**Exercise directions**
Reproduce verbatim everything from the first of the lines below down to and including the line that contains "8], [166, 6]]]".

**The data**
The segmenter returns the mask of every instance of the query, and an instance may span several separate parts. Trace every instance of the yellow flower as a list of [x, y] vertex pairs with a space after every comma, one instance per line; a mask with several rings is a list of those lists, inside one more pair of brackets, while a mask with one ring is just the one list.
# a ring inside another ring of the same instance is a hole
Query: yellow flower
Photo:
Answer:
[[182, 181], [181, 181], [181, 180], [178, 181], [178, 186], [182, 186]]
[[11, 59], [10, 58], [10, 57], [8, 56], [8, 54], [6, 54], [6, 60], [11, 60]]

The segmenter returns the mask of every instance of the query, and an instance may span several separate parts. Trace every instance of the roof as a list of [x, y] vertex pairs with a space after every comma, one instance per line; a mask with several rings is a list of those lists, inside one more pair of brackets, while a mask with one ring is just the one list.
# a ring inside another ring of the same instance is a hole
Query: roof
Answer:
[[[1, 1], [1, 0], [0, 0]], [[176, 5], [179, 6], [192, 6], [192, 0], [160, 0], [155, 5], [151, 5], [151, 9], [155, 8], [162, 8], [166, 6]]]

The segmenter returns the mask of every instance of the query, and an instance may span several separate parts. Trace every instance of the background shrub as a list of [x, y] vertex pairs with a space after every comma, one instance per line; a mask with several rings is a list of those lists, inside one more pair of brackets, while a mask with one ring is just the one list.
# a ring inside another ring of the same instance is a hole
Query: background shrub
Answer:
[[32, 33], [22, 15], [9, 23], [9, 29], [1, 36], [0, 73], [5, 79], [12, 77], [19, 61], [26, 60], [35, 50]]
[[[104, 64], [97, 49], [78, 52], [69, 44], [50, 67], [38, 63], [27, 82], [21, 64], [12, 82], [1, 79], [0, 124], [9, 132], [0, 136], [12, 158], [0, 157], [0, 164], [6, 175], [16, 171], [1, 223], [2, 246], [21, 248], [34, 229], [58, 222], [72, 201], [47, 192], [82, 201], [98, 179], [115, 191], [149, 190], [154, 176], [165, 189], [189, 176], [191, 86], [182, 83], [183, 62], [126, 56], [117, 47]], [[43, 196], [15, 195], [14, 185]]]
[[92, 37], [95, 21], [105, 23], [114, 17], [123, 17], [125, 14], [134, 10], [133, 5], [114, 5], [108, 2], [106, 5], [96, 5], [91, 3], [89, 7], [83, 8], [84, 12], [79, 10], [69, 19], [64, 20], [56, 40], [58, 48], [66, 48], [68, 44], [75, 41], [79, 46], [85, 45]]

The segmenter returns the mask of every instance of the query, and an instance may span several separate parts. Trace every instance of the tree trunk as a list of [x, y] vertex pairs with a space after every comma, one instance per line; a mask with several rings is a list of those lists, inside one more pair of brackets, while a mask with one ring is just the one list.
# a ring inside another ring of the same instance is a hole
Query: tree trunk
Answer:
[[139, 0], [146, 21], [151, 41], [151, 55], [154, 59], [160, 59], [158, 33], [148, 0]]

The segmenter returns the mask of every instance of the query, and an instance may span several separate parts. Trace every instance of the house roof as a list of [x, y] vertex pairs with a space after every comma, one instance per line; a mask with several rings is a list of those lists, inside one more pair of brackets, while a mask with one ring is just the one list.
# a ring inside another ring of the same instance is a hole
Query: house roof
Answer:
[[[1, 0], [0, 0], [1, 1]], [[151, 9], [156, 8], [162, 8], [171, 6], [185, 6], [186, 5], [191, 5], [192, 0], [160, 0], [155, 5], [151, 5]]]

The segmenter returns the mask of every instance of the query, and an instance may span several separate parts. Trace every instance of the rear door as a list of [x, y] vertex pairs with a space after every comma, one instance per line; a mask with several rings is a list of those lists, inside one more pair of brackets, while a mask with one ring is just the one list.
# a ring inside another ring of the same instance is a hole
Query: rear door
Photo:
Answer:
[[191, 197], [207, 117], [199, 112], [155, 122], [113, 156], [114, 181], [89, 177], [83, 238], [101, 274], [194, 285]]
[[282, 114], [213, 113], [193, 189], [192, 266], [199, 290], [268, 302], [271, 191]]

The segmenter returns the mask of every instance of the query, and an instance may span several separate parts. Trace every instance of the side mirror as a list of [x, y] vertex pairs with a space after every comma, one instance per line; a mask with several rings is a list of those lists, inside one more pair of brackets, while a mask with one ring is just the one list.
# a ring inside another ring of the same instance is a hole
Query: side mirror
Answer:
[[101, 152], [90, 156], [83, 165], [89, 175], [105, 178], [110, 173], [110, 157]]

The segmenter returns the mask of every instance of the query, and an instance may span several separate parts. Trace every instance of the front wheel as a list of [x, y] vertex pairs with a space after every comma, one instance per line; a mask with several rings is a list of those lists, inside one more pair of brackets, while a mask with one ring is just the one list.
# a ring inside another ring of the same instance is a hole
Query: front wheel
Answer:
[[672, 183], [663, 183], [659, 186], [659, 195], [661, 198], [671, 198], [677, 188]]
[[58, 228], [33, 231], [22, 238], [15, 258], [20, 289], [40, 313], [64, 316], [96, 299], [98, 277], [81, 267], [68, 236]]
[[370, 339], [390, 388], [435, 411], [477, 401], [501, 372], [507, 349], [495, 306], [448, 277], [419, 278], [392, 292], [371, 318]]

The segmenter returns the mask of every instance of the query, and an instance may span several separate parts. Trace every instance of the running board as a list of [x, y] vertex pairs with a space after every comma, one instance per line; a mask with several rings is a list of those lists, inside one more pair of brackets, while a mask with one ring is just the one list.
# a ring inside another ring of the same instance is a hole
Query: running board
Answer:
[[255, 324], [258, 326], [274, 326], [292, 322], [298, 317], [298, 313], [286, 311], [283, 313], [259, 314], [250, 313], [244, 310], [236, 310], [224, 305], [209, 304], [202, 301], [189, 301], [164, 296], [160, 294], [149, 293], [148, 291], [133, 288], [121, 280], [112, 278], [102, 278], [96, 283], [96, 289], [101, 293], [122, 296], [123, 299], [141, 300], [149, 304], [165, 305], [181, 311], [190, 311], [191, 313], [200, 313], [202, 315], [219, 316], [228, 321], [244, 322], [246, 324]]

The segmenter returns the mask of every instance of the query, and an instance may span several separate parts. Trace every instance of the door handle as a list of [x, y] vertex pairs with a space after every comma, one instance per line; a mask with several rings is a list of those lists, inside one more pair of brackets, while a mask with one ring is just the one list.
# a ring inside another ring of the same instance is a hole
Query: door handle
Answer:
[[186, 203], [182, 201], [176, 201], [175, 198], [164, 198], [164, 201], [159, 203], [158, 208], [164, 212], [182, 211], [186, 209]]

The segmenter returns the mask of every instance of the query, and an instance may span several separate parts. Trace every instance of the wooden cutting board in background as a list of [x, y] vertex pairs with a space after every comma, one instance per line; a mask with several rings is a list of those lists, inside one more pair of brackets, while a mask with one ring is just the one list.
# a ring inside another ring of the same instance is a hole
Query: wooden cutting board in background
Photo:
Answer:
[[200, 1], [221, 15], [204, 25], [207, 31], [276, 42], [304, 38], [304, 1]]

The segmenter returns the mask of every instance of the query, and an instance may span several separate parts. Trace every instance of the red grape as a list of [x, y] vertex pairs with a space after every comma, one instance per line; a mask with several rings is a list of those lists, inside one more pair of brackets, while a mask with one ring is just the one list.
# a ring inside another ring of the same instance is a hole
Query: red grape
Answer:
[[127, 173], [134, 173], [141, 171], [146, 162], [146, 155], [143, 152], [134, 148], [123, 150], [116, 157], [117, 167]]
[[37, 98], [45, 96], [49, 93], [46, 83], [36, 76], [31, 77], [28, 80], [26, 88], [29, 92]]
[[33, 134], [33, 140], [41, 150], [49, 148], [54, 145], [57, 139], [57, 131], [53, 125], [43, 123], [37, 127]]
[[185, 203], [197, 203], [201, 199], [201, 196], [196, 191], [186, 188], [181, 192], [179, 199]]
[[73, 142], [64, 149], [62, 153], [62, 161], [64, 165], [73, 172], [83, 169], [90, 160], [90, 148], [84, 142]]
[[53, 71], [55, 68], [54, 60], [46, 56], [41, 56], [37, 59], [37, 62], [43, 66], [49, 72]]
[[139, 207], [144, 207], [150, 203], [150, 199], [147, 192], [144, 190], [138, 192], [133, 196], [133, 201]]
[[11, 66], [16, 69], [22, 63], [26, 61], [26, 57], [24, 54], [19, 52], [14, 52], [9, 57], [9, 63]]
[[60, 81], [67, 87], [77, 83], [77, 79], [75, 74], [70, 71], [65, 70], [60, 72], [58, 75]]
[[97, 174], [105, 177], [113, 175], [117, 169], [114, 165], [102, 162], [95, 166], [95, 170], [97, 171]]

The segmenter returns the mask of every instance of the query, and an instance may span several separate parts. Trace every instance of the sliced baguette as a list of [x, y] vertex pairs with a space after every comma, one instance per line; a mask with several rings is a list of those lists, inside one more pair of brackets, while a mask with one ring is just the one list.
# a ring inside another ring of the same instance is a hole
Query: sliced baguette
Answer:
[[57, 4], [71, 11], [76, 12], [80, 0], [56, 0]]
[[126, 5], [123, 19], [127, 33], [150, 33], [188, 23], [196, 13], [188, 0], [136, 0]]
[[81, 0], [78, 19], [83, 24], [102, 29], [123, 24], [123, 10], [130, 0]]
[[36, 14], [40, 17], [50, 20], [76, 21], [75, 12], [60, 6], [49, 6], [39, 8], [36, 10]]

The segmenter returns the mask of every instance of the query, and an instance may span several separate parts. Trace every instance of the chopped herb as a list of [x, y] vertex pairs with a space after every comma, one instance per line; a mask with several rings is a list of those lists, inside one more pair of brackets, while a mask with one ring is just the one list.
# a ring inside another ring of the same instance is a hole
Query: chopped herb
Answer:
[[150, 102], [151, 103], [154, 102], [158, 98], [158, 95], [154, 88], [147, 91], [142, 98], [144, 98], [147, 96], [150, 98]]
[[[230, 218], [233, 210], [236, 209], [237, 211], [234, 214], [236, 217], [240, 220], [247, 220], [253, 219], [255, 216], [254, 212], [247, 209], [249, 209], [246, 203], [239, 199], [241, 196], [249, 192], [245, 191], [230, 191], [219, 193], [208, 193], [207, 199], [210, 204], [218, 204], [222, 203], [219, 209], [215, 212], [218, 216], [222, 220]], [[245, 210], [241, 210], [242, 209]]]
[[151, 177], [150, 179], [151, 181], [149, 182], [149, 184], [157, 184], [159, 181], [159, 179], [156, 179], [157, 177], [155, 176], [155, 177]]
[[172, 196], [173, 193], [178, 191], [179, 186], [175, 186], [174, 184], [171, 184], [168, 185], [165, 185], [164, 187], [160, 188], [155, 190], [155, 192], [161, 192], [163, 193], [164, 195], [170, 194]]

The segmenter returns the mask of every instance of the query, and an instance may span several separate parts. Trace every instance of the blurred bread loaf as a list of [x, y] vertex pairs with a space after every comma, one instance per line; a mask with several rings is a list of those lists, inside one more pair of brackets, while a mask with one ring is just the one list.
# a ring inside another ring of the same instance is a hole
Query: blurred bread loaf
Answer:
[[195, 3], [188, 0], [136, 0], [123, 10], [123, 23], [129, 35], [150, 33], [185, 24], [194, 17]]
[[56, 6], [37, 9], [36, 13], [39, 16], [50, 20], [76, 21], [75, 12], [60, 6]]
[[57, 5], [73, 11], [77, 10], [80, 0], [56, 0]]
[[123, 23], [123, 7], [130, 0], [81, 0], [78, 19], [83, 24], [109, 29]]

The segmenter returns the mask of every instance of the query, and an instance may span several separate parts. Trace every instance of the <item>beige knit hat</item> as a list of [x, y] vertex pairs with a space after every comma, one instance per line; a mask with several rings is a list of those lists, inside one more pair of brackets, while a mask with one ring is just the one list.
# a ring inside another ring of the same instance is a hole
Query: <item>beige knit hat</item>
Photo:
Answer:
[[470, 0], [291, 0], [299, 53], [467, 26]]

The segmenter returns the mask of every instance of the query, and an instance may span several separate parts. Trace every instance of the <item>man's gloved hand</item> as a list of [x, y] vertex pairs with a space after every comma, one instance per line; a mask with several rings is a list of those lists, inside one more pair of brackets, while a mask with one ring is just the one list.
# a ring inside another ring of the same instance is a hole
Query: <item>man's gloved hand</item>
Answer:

**In response**
The segmenter returns the mask of every instance of the query, and an instance may span several separate parts. Trace every instance of the yellow flower as a list of [x, y] vertex pairs with a space after every comma, one instance per line; a mask with several rings is a list of those lists, inside one more pair of brackets, while a mask with one ring is just the one list.
# a ring inside another ring of the same instance is a hole
Query: yellow flower
Photo:
Answer:
[[182, 181], [181, 181], [181, 180], [178, 181], [178, 186], [182, 186]]
[[11, 59], [10, 58], [10, 57], [8, 56], [8, 54], [6, 54], [6, 60], [11, 60]]

The segmenter returns the mask of every instance of the query, and an instance may span several separate parts. Trace every instance of the roof as a list of [x, y] vertex pairs with a space after every comma, one instance per line; a mask with several rings is a list of those lists, inside one more pair of brackets, while a mask with one ring is just the one list.
# a ring inside another ring of the same instance is a hole
Query: roof
Answer:
[[[1, 1], [1, 0], [0, 0]], [[176, 5], [179, 6], [192, 6], [192, 0], [160, 0], [155, 5], [151, 5], [151, 9], [155, 8], [162, 8], [166, 6]]]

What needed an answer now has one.